_Data for the task_.
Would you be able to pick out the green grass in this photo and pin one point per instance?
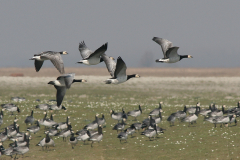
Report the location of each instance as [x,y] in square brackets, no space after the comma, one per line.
[200,141]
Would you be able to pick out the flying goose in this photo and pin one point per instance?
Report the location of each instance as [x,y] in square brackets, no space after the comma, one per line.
[123,135]
[169,52]
[62,83]
[73,140]
[156,111]
[54,57]
[120,73]
[135,113]
[89,57]
[46,142]
[97,137]
[150,132]
[29,119]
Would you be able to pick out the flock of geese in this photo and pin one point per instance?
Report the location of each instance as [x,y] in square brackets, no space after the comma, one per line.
[117,70]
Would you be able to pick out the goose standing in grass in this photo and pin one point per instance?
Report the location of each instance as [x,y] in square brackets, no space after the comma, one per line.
[169,51]
[135,113]
[92,125]
[73,140]
[34,129]
[46,142]
[66,132]
[89,57]
[29,119]
[44,107]
[97,137]
[158,119]
[150,132]
[120,75]
[54,57]
[101,121]
[192,110]
[62,83]
[171,119]
[156,111]
[192,117]
[123,135]
[120,126]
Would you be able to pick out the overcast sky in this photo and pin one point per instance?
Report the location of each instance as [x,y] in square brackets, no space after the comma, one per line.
[207,30]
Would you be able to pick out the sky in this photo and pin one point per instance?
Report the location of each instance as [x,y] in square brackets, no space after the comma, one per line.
[207,30]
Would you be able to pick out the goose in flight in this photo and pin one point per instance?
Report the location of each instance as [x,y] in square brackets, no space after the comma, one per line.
[54,57]
[89,57]
[119,73]
[62,83]
[169,51]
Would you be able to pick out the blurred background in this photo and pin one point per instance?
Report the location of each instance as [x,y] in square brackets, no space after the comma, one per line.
[207,30]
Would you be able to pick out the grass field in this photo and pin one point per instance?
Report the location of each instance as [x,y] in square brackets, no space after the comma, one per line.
[84,100]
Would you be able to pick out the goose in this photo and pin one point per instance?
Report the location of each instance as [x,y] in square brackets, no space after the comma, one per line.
[120,73]
[223,120]
[62,83]
[73,140]
[117,116]
[123,135]
[171,119]
[192,110]
[97,137]
[137,126]
[56,108]
[205,112]
[150,132]
[101,121]
[46,142]
[52,131]
[21,150]
[29,119]
[62,125]
[169,52]
[54,57]
[21,143]
[92,125]
[3,135]
[13,109]
[155,112]
[131,130]
[158,119]
[89,57]
[120,126]
[44,107]
[34,129]
[135,113]
[110,64]
[192,117]
[66,132]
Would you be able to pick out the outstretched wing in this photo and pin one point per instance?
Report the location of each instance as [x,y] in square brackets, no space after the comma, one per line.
[60,94]
[84,51]
[99,51]
[110,64]
[120,68]
[165,44]
[56,59]
[172,52]
[38,65]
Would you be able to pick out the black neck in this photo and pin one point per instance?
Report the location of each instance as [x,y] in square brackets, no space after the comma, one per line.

_Request_.
With the pictures omitted, reproduce the records in full and exactly.

_Answer for the task_.
Would you be able to pick out the green grass in this photo and pin one point per instance?
Report the location of each instance as [x,y] in square brackets, no space after the comma, one per line.
[200,141]
Would you be able to pick out the flying goose in this photo and pin one point per instance?
Report the location of each instance as [x,y] in square brackets, no space after the comma, one per line.
[123,135]
[169,52]
[62,83]
[73,140]
[156,111]
[54,57]
[120,73]
[135,113]
[89,57]
[46,142]
[97,137]
[150,132]
[29,119]
Would you be able to pick out the flock of geese in this photo and pin one point per instance?
Report the location of each instance as [x,y] in square brackets, no space after the comma, one per line.
[117,70]
Would you be able to pick out the goose standing in grass in this photo and pin one point per instance?
Report the location of each instance as [x,y] in square brackets, no space after the comma, one per line.
[169,51]
[135,113]
[92,125]
[73,140]
[34,129]
[46,142]
[66,132]
[89,57]
[29,119]
[44,107]
[97,137]
[158,119]
[150,132]
[120,75]
[54,57]
[101,121]
[192,110]
[62,83]
[171,119]
[156,111]
[192,117]
[123,135]
[120,126]
Would you be able to pick out the overcast sky in this photo and pin one point per instance?
Report the location of each instance as [x,y] in square brackets, no space after the comma, one per line.
[207,30]
Would you be able to pick out the sky in this photo and pin one point per instance?
Report the location of each instance as [x,y] in square brackets, no space after the comma, one per line.
[207,30]
Would you be able to pick out the goose in flight in this photo and pin one point per instance?
Report the location of each instance as [x,y] in square brackets, no space after the comma, one per line.
[54,57]
[89,57]
[119,73]
[62,83]
[169,51]
Would you be able to pick out the blurred background in this photo and pin one point per instance?
Report the location of each instance as [x,y] in square brackets, no space after the comma, one per line.
[207,30]
Would you be able to pick out the grass field in this photo and pin one point per instance?
Report the location of each instance as [x,y] in square brackets, no space after the comma, one per line.
[84,100]
Would you be able to pick out the goose in this photo and pin one point per instance?
Report the location of each instance as [x,y] in square brackets, no space after the comma, one per line.
[120,73]
[223,120]
[62,83]
[73,140]
[117,116]
[123,135]
[171,119]
[192,110]
[97,137]
[137,126]
[56,108]
[205,112]
[150,132]
[101,121]
[46,142]
[52,131]
[21,150]
[29,119]
[62,125]
[169,52]
[54,57]
[21,143]
[92,125]
[3,135]
[13,109]
[155,112]
[131,130]
[158,119]
[89,57]
[120,126]
[44,107]
[34,129]
[135,113]
[110,64]
[192,117]
[66,132]
Would you be able to pick out the outstretched wing in this photo and pin one point per instance?
Report the location of each instance as [x,y] in square brackets, no space after the comma, one per line.
[60,94]
[84,51]
[99,51]
[110,64]
[120,68]
[165,44]
[56,59]
[172,52]
[38,65]
Would you be able to pick out the black neck in this photo and pin one point per instance?
Report the location of each instance as [x,y] in square brackets, no space after the comma, one per line.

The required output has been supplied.